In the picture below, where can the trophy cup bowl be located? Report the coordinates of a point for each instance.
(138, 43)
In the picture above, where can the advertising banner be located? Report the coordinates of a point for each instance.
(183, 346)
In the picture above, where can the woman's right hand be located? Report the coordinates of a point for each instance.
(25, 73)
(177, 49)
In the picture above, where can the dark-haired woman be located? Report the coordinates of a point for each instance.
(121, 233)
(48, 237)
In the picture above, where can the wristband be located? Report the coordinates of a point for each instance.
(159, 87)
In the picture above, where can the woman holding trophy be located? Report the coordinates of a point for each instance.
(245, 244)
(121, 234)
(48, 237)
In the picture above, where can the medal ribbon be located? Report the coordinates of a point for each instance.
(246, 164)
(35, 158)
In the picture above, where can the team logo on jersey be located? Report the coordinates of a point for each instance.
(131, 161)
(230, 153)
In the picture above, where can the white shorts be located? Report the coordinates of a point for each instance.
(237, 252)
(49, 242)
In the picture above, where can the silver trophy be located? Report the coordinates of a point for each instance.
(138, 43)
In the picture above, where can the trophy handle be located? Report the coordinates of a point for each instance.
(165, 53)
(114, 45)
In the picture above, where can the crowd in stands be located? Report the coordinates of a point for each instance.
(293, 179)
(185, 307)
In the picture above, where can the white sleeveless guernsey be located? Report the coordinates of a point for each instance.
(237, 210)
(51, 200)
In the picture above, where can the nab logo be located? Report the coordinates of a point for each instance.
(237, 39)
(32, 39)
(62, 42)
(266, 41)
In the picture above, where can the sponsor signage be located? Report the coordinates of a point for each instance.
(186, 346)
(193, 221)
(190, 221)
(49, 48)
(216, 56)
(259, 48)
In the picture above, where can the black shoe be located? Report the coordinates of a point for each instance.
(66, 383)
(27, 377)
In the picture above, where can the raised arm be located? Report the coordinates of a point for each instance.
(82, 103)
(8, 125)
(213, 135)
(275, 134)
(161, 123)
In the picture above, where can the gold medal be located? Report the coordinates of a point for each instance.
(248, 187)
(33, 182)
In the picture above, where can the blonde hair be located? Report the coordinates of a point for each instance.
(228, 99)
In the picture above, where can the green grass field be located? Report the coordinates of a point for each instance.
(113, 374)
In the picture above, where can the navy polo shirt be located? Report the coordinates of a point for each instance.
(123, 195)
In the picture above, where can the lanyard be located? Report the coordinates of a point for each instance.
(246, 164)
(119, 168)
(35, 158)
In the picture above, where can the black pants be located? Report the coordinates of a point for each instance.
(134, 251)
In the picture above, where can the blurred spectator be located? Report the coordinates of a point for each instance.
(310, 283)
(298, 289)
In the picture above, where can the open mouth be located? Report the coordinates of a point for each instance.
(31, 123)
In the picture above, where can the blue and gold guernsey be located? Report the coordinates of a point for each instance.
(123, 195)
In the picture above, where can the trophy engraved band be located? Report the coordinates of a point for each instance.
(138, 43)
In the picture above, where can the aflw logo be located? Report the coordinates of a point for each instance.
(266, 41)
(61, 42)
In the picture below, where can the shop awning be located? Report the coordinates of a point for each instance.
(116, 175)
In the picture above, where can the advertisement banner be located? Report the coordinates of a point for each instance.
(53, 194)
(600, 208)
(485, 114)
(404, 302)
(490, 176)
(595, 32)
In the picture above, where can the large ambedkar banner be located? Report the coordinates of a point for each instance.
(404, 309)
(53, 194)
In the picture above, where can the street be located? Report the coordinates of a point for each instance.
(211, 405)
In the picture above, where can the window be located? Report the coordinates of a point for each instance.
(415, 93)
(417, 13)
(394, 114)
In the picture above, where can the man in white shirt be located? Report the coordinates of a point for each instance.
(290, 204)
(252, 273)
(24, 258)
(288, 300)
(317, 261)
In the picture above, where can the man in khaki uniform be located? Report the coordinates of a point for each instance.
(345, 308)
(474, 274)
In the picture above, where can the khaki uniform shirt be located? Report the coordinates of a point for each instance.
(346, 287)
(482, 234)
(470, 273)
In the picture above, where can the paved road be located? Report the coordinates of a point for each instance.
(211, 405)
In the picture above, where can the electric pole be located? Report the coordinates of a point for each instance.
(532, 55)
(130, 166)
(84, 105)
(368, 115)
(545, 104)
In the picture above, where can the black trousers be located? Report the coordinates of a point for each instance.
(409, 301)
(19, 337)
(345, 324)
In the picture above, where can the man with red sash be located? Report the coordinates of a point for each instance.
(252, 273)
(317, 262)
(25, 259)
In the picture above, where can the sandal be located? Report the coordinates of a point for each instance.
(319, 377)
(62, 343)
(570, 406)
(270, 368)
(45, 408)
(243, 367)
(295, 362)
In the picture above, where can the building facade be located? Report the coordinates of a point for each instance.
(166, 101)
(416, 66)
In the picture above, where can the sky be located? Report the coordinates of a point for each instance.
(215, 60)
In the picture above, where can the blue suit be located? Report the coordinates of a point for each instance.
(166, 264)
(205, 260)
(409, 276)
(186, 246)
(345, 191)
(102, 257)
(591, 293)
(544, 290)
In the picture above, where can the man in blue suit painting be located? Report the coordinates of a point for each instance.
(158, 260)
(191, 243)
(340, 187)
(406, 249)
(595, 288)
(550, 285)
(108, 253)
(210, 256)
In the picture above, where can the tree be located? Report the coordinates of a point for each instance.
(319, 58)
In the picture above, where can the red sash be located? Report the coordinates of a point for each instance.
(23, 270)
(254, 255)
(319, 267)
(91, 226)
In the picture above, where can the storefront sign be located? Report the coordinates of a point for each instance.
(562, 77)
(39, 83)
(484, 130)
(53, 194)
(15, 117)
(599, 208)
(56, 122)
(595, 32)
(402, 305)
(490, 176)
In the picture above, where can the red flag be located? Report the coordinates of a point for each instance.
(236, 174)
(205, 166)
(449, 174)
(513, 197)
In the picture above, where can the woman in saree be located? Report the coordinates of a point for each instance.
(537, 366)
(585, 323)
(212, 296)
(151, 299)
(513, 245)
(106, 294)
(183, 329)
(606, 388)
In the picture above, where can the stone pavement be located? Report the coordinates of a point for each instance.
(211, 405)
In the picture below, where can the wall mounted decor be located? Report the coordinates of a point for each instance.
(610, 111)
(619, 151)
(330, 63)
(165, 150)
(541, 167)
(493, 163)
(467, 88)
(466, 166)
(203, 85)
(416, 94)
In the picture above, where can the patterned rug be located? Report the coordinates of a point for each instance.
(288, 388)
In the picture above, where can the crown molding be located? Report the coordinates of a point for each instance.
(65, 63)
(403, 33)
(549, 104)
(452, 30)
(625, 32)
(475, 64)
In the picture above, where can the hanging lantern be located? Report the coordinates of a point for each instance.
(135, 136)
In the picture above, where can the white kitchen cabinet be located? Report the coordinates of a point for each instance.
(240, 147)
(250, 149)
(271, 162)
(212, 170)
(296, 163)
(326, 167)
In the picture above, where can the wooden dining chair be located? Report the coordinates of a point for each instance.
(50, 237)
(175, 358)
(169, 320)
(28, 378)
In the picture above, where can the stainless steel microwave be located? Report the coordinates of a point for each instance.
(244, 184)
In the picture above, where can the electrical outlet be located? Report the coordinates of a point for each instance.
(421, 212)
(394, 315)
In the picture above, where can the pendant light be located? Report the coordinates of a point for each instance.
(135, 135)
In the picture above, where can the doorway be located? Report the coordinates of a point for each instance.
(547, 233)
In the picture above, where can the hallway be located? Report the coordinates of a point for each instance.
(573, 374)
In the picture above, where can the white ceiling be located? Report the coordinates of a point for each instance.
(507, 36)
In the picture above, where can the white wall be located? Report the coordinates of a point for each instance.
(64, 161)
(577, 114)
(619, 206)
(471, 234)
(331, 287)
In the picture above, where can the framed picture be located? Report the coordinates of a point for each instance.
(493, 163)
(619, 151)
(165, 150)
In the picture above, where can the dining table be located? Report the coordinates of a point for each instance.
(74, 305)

========

**EXERCISE BRIEF**
Only the lines from the one that holds "In the picture above, where can the framed" through the end of the records should appear in the answer, each restated exactly.

**WRITTEN ANSWER**
In the picture above, where can the framed picture be located? Report the coordinates of a point for each instance.
(493, 163)
(619, 151)
(165, 150)
In the picture above, where can the dining table be located? Report the coordinates of a point for each instance.
(74, 305)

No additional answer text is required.